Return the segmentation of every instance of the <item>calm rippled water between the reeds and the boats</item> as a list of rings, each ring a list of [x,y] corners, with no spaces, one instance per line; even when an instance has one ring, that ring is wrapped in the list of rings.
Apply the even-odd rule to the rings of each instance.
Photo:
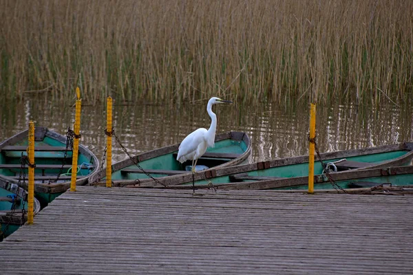
[[[49,102],[47,96],[3,102],[0,109],[0,140],[36,126],[65,135],[73,129],[74,101],[71,104]],[[208,128],[207,100],[196,104],[150,104],[114,102],[116,135],[132,155],[153,148],[181,142],[191,131]],[[411,104],[383,104],[366,107],[340,104],[317,104],[317,143],[321,152],[363,148],[413,140]],[[81,143],[102,159],[106,136],[106,111],[103,104],[83,102]],[[218,115],[217,132],[246,131],[253,142],[250,162],[308,154],[309,106],[284,107],[277,104],[231,105],[213,107]],[[113,162],[127,158],[119,144],[113,143]]]

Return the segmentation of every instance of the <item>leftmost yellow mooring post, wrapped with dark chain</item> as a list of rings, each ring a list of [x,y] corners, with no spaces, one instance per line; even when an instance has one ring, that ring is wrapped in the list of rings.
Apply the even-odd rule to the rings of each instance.
[[[29,122],[29,194],[28,194],[28,224],[33,224],[34,204],[34,122]]]

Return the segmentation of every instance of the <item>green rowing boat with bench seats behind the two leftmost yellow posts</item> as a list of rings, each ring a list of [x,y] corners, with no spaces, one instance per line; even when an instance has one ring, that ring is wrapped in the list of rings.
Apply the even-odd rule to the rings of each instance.
[[[66,141],[67,137],[45,127],[34,129],[34,192],[42,207],[70,188],[73,151],[70,146],[66,146]],[[19,181],[21,158],[22,154],[27,155],[27,148],[28,130],[1,142],[0,177],[14,183]],[[97,157],[79,144],[76,185],[87,184],[87,179],[97,172],[97,168]],[[23,172],[27,179],[27,165]],[[27,190],[27,181],[21,187]]]

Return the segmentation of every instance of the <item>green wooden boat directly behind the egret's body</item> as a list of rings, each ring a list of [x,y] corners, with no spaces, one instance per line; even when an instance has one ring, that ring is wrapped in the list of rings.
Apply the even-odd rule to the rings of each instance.
[[[173,175],[191,175],[191,161],[180,164],[176,160],[179,144],[148,151],[112,165],[112,186],[155,182],[151,177],[165,180]],[[251,140],[244,132],[230,131],[215,135],[215,146],[198,159],[196,170],[204,171],[241,164],[251,153]],[[140,169],[136,164],[139,164]],[[106,169],[89,178],[91,185],[103,185]]]

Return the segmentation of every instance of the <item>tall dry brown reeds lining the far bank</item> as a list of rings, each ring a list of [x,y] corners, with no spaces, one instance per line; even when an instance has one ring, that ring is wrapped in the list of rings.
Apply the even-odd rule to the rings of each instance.
[[[403,100],[411,0],[0,0],[0,94]]]

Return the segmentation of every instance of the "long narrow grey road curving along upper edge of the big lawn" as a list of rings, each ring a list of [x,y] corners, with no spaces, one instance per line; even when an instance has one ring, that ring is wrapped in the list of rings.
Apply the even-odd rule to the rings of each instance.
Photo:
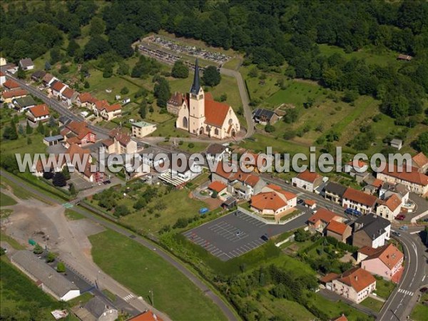
[[[39,192],[39,190],[32,188],[27,183],[24,183],[22,180],[15,178],[14,175],[11,175],[9,173],[4,172],[4,170],[0,170],[0,174],[2,176],[6,177],[8,180],[11,180],[13,183],[18,185],[20,188],[23,188],[24,190],[28,190],[30,193],[38,196],[42,200],[46,200],[49,203],[61,204],[61,202],[59,202],[55,198],[51,198],[48,195]],[[85,216],[89,220],[93,220],[94,222],[96,222],[100,225],[103,225],[106,228],[114,230],[117,233],[121,233],[122,235],[125,235],[128,238],[131,238],[131,240],[135,240],[136,242],[140,243],[141,245],[148,248],[149,250],[155,249],[155,247],[154,247],[155,245],[153,245],[153,243],[149,242],[148,240],[146,240],[144,238],[139,237],[138,235],[134,235],[133,233],[126,230],[125,228],[121,228],[120,226],[118,226],[116,224],[113,224],[113,223],[108,222],[106,220],[102,220],[101,218],[96,217],[96,215],[92,215],[91,213],[86,212],[86,210],[83,210],[83,209],[79,208],[78,206],[75,206],[73,208],[73,210],[75,212]],[[222,310],[223,314],[228,318],[228,320],[238,320],[235,317],[233,310],[231,310],[230,307],[228,305],[226,305],[225,302],[223,302],[223,300],[218,295],[216,295],[213,291],[211,291],[210,288],[207,285],[205,285],[204,282],[202,282],[198,277],[193,275],[193,272],[190,272],[190,270],[188,270],[188,268],[185,267],[185,265],[183,265],[182,263],[175,260],[175,258],[173,258],[169,253],[165,252],[162,248],[158,248],[157,246],[156,246],[156,253],[159,256],[161,256],[161,258],[163,258],[165,261],[167,261],[168,263],[173,265],[177,270],[182,272],[185,275],[185,277],[187,277],[190,281],[192,281],[193,284],[195,284],[200,290],[202,290],[202,292],[205,295],[210,297],[210,299],[213,300],[215,305],[218,305],[220,310]]]

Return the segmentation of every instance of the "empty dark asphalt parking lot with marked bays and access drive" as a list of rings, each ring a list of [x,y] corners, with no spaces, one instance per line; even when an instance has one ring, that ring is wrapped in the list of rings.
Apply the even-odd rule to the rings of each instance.
[[[305,225],[310,211],[285,225],[260,222],[236,210],[183,233],[193,243],[202,246],[220,260],[227,261],[258,248],[268,238]]]

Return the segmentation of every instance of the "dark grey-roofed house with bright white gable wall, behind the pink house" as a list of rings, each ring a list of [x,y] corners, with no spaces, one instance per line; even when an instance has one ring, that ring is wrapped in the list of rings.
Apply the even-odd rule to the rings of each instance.
[[[381,218],[376,214],[363,215],[355,220],[354,233],[352,235],[352,245],[362,248],[379,248],[389,240],[391,233],[391,222],[386,218]]]

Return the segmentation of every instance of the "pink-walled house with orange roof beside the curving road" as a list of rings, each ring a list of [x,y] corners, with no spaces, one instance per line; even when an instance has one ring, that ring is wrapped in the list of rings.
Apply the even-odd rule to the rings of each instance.
[[[404,255],[392,244],[379,248],[364,247],[358,250],[358,262],[361,268],[386,280],[391,280],[403,264]]]

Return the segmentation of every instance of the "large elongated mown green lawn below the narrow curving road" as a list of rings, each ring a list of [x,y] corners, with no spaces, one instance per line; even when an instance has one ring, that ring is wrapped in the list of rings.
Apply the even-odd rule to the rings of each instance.
[[[216,305],[160,256],[112,230],[89,236],[92,256],[104,272],[150,302],[173,320],[226,320]]]

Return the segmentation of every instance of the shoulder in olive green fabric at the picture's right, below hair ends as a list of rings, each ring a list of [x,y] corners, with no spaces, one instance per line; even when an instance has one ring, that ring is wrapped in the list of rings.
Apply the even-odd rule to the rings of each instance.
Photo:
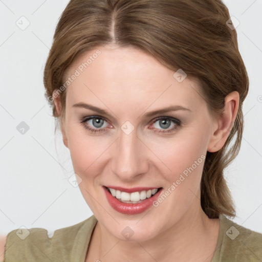
[[[261,261],[262,234],[245,228],[220,215],[220,239],[217,245],[218,261]]]

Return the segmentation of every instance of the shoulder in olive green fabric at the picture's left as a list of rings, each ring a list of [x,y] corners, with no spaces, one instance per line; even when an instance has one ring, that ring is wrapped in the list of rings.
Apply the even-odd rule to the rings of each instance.
[[[55,230],[52,237],[44,228],[19,228],[7,235],[4,262],[9,261],[67,261],[74,252],[80,255],[89,242],[97,220],[94,215],[65,228]]]

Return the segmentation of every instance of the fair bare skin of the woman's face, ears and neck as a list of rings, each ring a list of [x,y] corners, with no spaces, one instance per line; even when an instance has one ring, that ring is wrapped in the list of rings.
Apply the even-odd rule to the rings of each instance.
[[[223,147],[237,114],[238,93],[230,93],[223,114],[212,119],[196,79],[178,82],[175,71],[154,57],[115,45],[82,54],[71,64],[68,77],[97,49],[101,54],[68,86],[61,119],[63,143],[70,150],[79,188],[98,220],[85,261],[211,261],[219,219],[209,219],[200,205],[204,161],[158,207],[136,215],[114,210],[102,185],[167,190],[195,160]],[[59,99],[55,98],[55,105],[60,114]],[[107,110],[109,115],[73,107],[79,102]],[[191,112],[143,116],[170,105]],[[96,134],[86,130],[80,123],[86,116],[104,117],[105,130]],[[152,123],[157,117],[179,119],[181,126],[158,133],[165,129],[160,121]],[[135,128],[129,135],[121,130],[126,121]],[[92,120],[88,124],[97,128]],[[171,122],[167,129],[174,125]],[[134,231],[129,239],[121,234],[126,226]]]

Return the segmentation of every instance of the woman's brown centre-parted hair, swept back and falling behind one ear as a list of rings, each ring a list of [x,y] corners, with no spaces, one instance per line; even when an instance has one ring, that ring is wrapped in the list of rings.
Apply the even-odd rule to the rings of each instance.
[[[201,180],[201,207],[207,216],[234,217],[234,203],[223,172],[241,147],[242,105],[249,79],[238,51],[236,31],[226,25],[228,19],[228,8],[221,0],[71,0],[58,21],[44,72],[45,96],[56,124],[62,123],[67,89],[60,92],[60,116],[53,91],[65,83],[76,57],[107,43],[139,48],[169,69],[181,68],[198,79],[213,117],[223,112],[226,95],[237,91],[239,107],[231,132],[223,148],[207,152]]]

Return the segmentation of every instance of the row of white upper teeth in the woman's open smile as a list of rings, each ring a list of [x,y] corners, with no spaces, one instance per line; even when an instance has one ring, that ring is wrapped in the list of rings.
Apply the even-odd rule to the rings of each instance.
[[[109,188],[111,194],[113,197],[116,197],[118,200],[125,202],[125,203],[139,203],[141,200],[145,200],[146,198],[150,198],[152,195],[154,195],[158,188],[150,189],[148,191],[141,191],[141,192],[133,192],[133,193],[127,193],[127,192],[121,192],[120,190],[116,190],[114,188]]]

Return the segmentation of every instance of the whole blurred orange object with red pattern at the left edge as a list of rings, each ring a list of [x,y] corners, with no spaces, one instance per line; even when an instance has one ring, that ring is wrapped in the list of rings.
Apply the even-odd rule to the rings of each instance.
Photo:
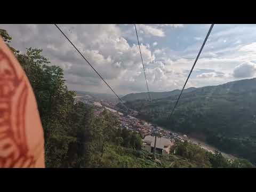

------------------------------------------------------------

**ACTION ITEM**
Report every line containing the string "hair" in the material.

**SOLVED PROBLEM**
Return the segmentation of every instance of the shoulder in olive green fabric at the picture's right, below hair ends as a list of rings, each ring a list of [x,y] corners, with no spaces, one instance per line; even when an instance has one ring, that ring is wrapped in the list of rings.
Return the segmentation of every instance of the woman's brown centre-parted hair, swept back and falling behind one ear as a list of rings, each ring a list of [x,y] corners, with no spaces, one instance per line; even when an instance has one ring, that ring is wrapped in the list of rings.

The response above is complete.